> **Record set**
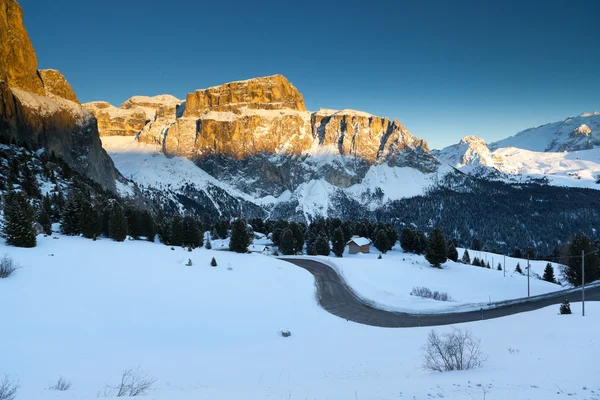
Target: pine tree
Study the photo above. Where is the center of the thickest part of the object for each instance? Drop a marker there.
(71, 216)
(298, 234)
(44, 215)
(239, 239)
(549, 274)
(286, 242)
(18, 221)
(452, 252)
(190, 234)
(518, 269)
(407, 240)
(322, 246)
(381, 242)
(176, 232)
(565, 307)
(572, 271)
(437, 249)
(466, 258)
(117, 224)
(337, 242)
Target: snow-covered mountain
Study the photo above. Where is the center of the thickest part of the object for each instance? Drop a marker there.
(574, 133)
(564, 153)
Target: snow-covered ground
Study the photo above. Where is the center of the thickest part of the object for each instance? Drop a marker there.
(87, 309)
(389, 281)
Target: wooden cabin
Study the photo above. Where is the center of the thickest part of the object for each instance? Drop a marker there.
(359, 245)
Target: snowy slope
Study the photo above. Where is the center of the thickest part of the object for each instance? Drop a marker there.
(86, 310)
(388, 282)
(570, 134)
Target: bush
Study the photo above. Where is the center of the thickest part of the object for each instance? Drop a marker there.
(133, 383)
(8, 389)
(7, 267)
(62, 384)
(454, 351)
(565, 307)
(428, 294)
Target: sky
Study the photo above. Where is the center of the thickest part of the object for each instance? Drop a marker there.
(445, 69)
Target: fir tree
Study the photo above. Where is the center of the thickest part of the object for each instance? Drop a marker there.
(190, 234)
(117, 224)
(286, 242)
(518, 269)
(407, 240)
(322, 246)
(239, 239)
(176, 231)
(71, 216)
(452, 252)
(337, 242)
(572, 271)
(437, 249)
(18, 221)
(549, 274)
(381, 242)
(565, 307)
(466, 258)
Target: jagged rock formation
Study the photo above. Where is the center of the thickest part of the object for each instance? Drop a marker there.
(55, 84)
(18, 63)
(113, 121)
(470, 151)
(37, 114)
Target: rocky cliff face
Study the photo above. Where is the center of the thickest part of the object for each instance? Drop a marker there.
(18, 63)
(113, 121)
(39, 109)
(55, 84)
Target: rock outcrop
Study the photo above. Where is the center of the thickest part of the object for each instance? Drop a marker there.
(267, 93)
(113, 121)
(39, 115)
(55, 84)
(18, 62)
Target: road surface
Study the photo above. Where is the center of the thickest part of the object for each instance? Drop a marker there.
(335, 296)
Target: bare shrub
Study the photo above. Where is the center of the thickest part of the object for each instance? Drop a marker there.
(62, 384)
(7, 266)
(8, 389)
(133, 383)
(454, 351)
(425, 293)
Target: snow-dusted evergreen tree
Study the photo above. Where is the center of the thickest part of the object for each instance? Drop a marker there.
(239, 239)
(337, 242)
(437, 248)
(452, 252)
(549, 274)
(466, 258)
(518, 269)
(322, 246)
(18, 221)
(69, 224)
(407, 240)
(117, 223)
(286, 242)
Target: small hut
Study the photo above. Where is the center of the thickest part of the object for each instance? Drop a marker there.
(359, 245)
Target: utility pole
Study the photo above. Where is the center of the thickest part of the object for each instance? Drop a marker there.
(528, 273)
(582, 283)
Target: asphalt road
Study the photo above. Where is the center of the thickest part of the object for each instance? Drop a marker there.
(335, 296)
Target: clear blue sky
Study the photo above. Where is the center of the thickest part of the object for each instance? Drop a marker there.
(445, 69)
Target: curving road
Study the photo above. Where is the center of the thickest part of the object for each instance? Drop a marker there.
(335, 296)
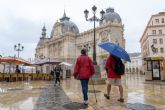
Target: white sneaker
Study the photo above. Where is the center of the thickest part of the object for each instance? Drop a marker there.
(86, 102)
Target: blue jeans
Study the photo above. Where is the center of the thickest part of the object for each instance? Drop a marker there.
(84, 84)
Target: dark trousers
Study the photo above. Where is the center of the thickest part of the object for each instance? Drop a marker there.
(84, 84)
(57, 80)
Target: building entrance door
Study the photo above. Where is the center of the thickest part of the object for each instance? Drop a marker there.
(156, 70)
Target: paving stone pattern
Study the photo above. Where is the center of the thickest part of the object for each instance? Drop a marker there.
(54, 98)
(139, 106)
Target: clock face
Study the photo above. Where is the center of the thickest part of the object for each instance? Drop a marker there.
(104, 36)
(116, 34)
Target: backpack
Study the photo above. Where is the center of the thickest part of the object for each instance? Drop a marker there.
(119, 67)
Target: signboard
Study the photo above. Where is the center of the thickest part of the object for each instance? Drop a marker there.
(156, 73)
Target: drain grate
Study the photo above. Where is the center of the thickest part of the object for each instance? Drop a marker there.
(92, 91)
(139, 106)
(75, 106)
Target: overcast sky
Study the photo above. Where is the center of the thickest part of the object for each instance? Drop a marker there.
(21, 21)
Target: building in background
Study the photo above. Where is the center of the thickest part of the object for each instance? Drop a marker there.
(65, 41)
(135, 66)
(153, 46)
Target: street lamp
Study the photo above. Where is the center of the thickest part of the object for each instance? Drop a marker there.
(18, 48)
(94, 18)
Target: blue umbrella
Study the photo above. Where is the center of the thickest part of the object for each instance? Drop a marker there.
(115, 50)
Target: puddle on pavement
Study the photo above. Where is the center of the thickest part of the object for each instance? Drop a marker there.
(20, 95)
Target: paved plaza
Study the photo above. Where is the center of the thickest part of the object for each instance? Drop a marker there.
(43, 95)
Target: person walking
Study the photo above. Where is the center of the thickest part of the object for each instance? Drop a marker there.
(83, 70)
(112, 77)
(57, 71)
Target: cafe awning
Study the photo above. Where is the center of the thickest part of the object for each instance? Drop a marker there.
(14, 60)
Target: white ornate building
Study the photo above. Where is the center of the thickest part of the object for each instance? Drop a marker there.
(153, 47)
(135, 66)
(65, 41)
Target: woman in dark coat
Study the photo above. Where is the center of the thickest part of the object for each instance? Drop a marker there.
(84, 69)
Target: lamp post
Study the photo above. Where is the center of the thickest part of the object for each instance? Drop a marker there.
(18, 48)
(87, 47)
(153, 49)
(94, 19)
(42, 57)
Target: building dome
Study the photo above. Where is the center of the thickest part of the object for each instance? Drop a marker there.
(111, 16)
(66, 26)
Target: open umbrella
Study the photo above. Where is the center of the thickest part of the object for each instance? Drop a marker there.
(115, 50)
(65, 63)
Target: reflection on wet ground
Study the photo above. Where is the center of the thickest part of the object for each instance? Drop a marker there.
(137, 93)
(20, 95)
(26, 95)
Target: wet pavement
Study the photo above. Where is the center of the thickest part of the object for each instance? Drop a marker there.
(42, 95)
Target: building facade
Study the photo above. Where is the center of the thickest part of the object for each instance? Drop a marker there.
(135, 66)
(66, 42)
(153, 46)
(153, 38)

> **Problem details**
Nothing but the lines from the beginning of the material above through the line containing "Target: sky" should appear in the answer, copied exactly and free of pictures.

> **Solution for this task**
Target: pine tree
Study the photo above. Where is the center of the thickest part of the object for each instance? Drop a marker there.
(71, 216)
(298, 234)
(44, 215)
(239, 239)
(549, 274)
(286, 242)
(18, 221)
(452, 252)
(190, 234)
(518, 269)
(407, 240)
(322, 246)
(381, 242)
(176, 232)
(565, 307)
(572, 271)
(437, 249)
(466, 258)
(117, 224)
(337, 242)
Target: snow-covered mountain
Study the photo above. Where is the center of the thickest part of the object for each instance? Drop a marker there.
(574, 133)
(564, 153)
Target: snow-covered ground
Study the photo above. Where is the center of the thickest part of the object for each instance? Drop a marker there.
(87, 309)
(389, 281)
Target: wooden cabin
Study the photo above. Where is the center of the thickest part of the object for each instance? Drop a marker there.
(359, 245)
Target: snowy slope
Study the photo above. Where is the center of the thickest part of the object for each instance? Drop a marker there.
(86, 310)
(388, 282)
(570, 134)
Target: bush
Study the photo above. Where is the center of the thickest part of the object for each instance? Drop a marker there.
(133, 383)
(8, 389)
(7, 267)
(62, 384)
(454, 351)
(565, 307)
(428, 294)
Target: sky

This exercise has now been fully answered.